(Stored data)
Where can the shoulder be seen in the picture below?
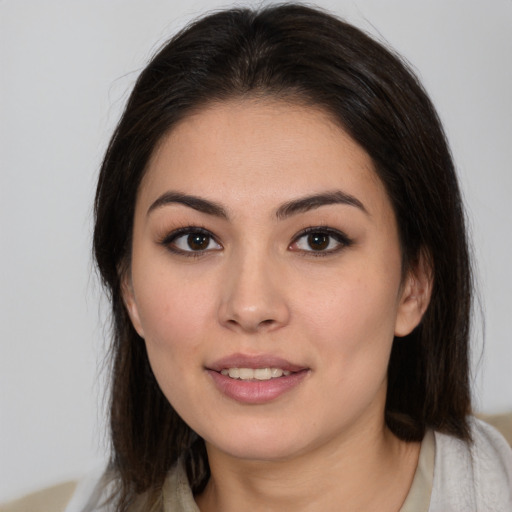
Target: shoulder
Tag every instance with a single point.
(472, 476)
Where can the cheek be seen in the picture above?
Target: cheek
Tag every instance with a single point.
(353, 318)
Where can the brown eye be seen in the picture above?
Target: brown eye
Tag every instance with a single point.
(198, 241)
(318, 241)
(190, 241)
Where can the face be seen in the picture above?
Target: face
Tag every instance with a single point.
(266, 279)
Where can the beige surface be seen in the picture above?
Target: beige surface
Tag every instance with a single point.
(55, 499)
(501, 422)
(51, 499)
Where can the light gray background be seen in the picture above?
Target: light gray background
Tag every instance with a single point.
(65, 69)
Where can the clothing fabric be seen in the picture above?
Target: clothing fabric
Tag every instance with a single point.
(452, 476)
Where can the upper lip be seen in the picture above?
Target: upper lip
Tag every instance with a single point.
(254, 362)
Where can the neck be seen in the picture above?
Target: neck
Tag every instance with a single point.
(370, 469)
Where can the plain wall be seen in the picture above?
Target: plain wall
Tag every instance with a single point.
(65, 71)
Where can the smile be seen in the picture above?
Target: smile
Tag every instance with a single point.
(254, 373)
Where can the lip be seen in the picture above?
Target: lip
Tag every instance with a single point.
(256, 361)
(256, 391)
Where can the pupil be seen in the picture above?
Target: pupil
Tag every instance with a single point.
(318, 241)
(197, 241)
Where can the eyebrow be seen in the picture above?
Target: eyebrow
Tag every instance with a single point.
(194, 202)
(286, 210)
(307, 203)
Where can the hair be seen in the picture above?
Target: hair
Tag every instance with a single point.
(303, 55)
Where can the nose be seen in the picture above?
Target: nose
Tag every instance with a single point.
(253, 298)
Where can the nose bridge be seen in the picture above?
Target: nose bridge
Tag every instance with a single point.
(253, 297)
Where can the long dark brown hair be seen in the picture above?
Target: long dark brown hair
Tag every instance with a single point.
(304, 55)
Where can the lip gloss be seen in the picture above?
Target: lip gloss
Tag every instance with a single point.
(256, 391)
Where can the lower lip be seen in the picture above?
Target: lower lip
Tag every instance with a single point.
(256, 391)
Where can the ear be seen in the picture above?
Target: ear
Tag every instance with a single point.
(415, 296)
(130, 302)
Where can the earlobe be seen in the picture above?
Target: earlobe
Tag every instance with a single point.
(415, 297)
(131, 304)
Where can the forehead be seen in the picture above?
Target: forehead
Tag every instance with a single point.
(271, 150)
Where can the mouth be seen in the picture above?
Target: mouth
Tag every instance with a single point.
(256, 379)
(254, 373)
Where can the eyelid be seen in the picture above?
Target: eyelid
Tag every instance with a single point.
(169, 238)
(341, 238)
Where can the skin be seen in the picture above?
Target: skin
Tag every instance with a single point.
(260, 288)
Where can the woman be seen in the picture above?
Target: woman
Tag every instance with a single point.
(280, 229)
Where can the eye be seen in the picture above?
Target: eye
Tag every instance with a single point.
(191, 240)
(320, 240)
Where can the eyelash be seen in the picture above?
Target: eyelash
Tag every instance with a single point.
(330, 234)
(188, 231)
(341, 239)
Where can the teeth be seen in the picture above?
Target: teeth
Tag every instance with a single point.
(254, 374)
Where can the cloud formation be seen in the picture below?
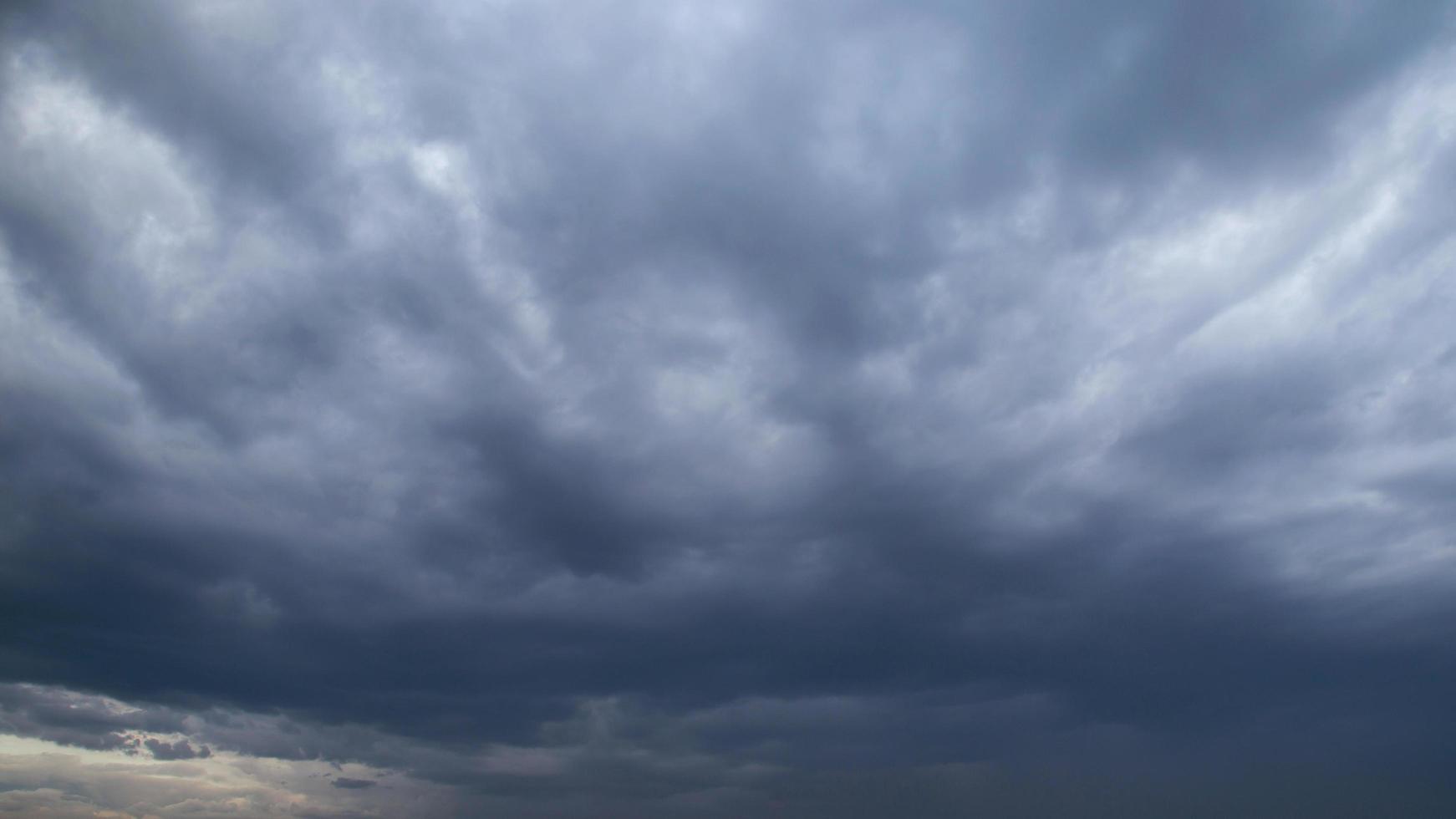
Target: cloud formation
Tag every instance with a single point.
(700, 410)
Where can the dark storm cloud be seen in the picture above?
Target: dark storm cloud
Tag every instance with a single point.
(686, 404)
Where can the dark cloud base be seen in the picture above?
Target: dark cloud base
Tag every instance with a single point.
(710, 410)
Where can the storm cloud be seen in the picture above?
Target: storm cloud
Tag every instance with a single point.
(720, 410)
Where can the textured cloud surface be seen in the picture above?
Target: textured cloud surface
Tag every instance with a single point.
(727, 410)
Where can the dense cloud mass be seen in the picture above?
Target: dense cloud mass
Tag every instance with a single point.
(727, 410)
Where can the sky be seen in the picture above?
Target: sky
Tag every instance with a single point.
(712, 410)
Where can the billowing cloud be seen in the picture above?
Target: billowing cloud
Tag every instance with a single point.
(718, 410)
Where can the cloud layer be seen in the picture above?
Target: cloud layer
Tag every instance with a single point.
(695, 410)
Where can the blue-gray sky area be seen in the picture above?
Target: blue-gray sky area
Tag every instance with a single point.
(715, 410)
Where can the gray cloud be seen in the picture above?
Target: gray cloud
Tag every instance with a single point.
(696, 406)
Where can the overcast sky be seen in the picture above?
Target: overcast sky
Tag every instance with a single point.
(700, 410)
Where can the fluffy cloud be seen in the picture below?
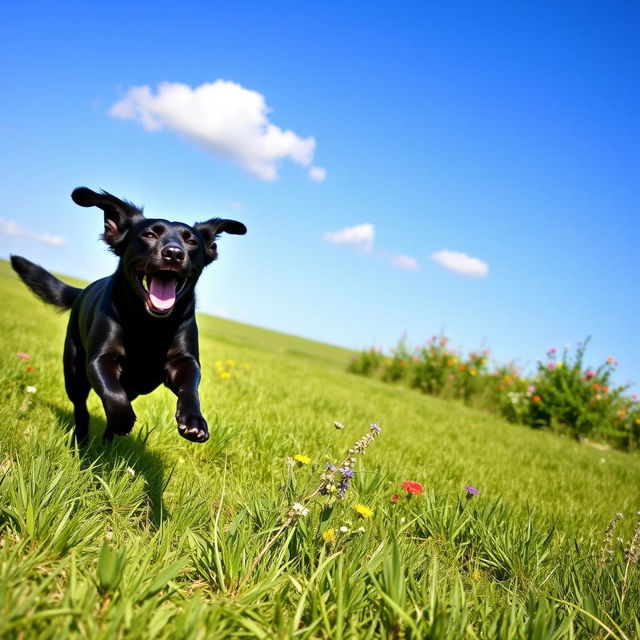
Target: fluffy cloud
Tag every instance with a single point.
(225, 119)
(461, 263)
(11, 228)
(359, 237)
(406, 263)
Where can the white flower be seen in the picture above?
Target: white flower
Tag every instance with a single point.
(299, 509)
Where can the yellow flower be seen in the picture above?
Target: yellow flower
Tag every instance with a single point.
(363, 511)
(329, 536)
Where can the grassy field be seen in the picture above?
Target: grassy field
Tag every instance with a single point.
(153, 536)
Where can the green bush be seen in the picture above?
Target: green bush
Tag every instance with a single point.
(563, 394)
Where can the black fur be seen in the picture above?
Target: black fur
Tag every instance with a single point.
(136, 329)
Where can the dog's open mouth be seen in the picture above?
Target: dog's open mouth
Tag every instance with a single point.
(161, 290)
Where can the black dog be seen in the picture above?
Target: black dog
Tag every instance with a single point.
(131, 332)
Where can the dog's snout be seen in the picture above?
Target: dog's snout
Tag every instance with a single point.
(172, 253)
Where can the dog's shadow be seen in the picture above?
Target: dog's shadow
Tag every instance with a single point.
(129, 454)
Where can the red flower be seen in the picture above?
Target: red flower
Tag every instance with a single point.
(412, 487)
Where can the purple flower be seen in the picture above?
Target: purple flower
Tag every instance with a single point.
(342, 487)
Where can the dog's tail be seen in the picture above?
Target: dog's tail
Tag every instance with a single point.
(44, 285)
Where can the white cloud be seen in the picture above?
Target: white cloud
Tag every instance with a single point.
(405, 263)
(222, 117)
(461, 263)
(11, 228)
(360, 237)
(317, 174)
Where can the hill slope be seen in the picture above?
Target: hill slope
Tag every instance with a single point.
(159, 497)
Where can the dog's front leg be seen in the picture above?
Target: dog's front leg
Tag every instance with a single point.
(183, 378)
(104, 375)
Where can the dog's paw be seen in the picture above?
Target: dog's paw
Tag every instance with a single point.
(120, 419)
(193, 428)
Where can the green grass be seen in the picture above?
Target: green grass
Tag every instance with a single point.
(156, 537)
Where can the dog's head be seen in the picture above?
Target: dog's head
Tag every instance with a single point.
(161, 260)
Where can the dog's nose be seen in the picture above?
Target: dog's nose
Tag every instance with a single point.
(172, 253)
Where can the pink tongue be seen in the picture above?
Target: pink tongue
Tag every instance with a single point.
(162, 292)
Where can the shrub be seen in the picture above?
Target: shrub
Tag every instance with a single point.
(563, 394)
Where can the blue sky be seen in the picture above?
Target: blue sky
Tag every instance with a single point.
(504, 132)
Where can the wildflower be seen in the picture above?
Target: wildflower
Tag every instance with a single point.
(412, 487)
(607, 550)
(632, 552)
(329, 536)
(363, 511)
(298, 509)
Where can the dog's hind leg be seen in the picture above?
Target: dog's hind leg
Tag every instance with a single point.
(77, 386)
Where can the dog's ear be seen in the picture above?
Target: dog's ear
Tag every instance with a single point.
(210, 231)
(119, 215)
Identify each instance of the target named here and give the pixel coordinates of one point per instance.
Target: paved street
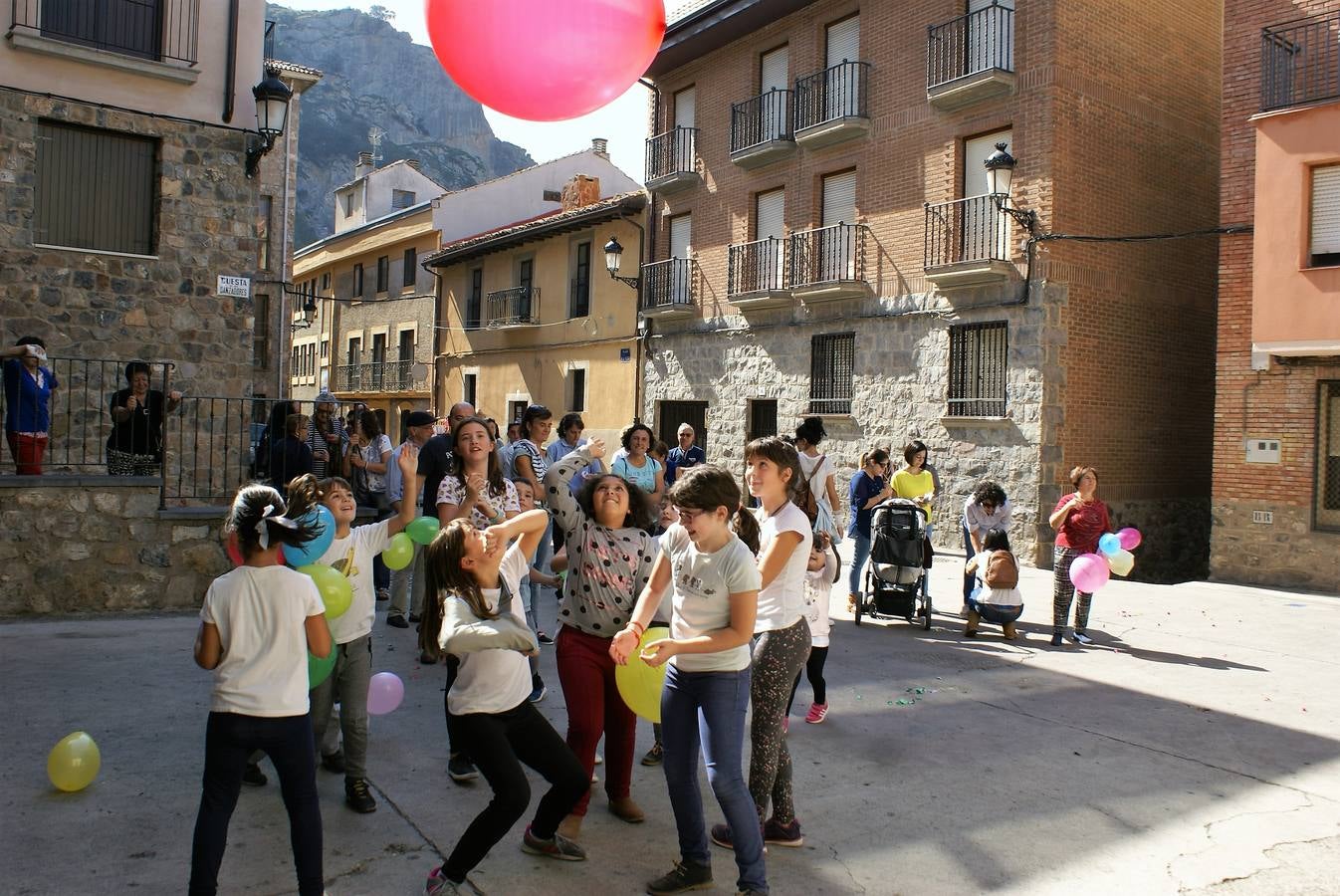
(1193, 749)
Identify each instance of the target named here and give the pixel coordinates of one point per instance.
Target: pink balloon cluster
(1092, 570)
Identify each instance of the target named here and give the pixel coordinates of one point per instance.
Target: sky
(622, 122)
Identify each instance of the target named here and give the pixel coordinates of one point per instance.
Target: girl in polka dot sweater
(604, 528)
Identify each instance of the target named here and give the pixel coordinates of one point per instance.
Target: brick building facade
(898, 305)
(1277, 411)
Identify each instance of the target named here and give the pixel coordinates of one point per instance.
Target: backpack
(805, 499)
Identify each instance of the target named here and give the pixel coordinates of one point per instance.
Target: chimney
(579, 192)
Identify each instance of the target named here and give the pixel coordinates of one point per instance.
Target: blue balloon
(324, 523)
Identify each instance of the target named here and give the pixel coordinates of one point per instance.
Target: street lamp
(272, 98)
(612, 259)
(1000, 175)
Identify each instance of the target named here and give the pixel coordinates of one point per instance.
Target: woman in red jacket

■ INSTRUCTIONS FOR THE TASK: Repeat the exact lines from the first line of the data through the line containing "Where can the beige". Nothing else, no pictures.

■ ANSWER:
Where can the shoulder be seen in the picture below?
Target: shoulder
Tag every instance with a single point.
(472, 476)
Where can the cheek be seen in the picture above?
Target: cheek
Tag every instance with a single point.
(353, 318)
Where can the brown eye be seen in the picture above?
Target: brown eye
Tag every instance with a single point.
(198, 241)
(318, 241)
(190, 241)
Where can the face be seen in the picture above?
Target: face
Tag every instance with a single point.
(266, 279)
Where can the beige surface be seen in the picture above?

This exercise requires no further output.